#### Your instructions:
Write out the lines below precisely as they appear, omitting the pictures from your answer.

### Extracted records

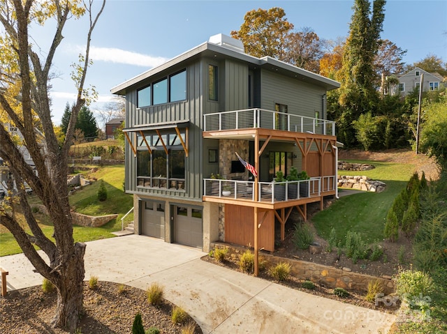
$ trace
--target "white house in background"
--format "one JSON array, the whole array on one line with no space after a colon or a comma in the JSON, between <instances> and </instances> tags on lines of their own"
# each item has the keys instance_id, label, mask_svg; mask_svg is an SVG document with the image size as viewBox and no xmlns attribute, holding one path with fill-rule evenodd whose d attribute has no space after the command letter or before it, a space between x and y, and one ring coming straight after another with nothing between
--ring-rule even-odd
<instances>
[{"instance_id":1,"label":"white house in background","mask_svg":"<svg viewBox=\"0 0 447 334\"><path fill-rule=\"evenodd\" d=\"M390 89L391 95L400 94L405 96L412 92L420 84L420 75L423 74L423 91L437 91L444 82L444 78L439 73L430 73L420 68L416 67L409 72L398 77L399 85Z\"/></svg>"}]
</instances>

######

#### Written solution:
$ trace
--target "white house in background"
--format "one JSON array, the whole array on one line with no space after a colon or a comma in the JSON, between <instances> and </instances> tags on lines of their own"
# each item has the keys instance_id, label, mask_svg; mask_svg is an SVG document with the image size as viewBox and no xmlns attribute, holding one path with fill-rule evenodd whose d attribute has no space after the command letter or before it, a space between x and y, and one ring coming straight after another with nothing between
--ring-rule even-odd
<instances>
[{"instance_id":1,"label":"white house in background","mask_svg":"<svg viewBox=\"0 0 447 334\"><path fill-rule=\"evenodd\" d=\"M390 89L391 95L400 94L405 96L412 92L420 84L420 75L423 74L423 91L437 91L444 82L444 78L439 73L430 73L420 68L416 67L409 72L398 77L399 85Z\"/></svg>"}]
</instances>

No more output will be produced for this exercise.